=== 问题 ===
(1) 请将下面讲企业与环境的选文中,从“作为颂扬企业家精神的第一人,亚当·斯密在”起一直到“到城外,又将导致他失去生意。”为止的文字一字不差地抄写出来。
(2) 下面有一篇谈企业盈利与环境保护的文章,请从它最后一句之后接着往下写。

=== 选文 ===
┌──

作为颂扬企业家精神的第一人,亚当·斯密在1776年曾用屠夫和面包师的例子来说明利己主义能造福社会。积极的市场力量在此被描述为一个古老的苏格兰市场以低成本进行商品供应的良性竞争,事实上,情形并非总是如此。两个世纪以来,一个屠夫在广西南宁长期为一家五星级酒店供应新鲜猪肉,酒店的厨师和顾客都很高兴,因为产品很好,新鲜并且送货及时。但是屠夫是在一条离酒店20分钟路程中心城市“护城河”旁一个贫民窟中临时搭建的台子上屠宰猪,护城河水被屠宰后流出的血水染红,周围邻居们对此心生反感。但若屠夫因此而把屠宰场所移到城外,又将导致他失去生意。

当前,许多企业面临着赚钱的同时不得不破坏环境的两难境地。公共管理者和企业家有必要达成一致,商业计划中不能将环境破坏是为不幸的副作用。中国人民大学环境学院院长马中教授极力提倡新的“绿色项目”:上世纪有过长足发展但目前却是二手老旧的设备等,可通过投资最新的节能、废物最小化技术,使其有更好的机会实现可持续性以及长期的利润回报。中国可进行提前规划,在政策上鼓励和支持这一新概念,甚至禁止一些新区域当前摇摇欲坠的发展模式。

└──

=== 材料 ===
┌──

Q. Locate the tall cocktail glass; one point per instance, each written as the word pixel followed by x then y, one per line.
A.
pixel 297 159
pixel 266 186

└──

=== 任务答案 ===
(1)
作为颂扬企业家精神的第一人,亚当·斯密在1776年曾用屠夫和面包师的例子来说明利己主义能造福社会。积极的市场力量在此被描述为一个古老的苏格兰市场以低成本进行商品供应的良性竞争,事实上,情形并非总是如此。两个世纪以来,一个屠夫在广西南宁长期为一家五星级酒店供应新鲜猪肉,酒店的厨师和顾客都很高兴,因为产品很好,新鲜并且送货及时。但是屠夫是在一条离酒店20分钟路程中心城市“护城河”旁一个贫民窟中临时搭建的台子上屠宰猪,护城河水被屠宰后流出的血水染红,周围邻居们对此心生反感。但若屠夫因此而把屠宰场所移到城外,又将导致他失去生意。

(2)
科学界让商业和公共管理逐渐觉悟,热力学定律是产品生产不可违抗的结果。热力学第一定律指出,任何形式的物质和能量是守恒的,除了在核发生器中的原子反应,进入生产流程的每一个原子都会有输出。马中教授师从于物质平衡理论的先驱—艾伦·尼斯,他使我们意识到固体煤中12千克的碳原子和氧结合燃烧,会生成44千克无形气体二氧化碳。目前,温室气体排放议题正置于社会和政治的双重压力下,减少温室气体排放的方式要么是通过封存,要么是提高能效。现在这个简单的科学真理对于经过数世纪只强调货物的产出而无需对该过程中不可避免的废物产出负任何责任的企业家来说,简直是一个痛苦的冲击。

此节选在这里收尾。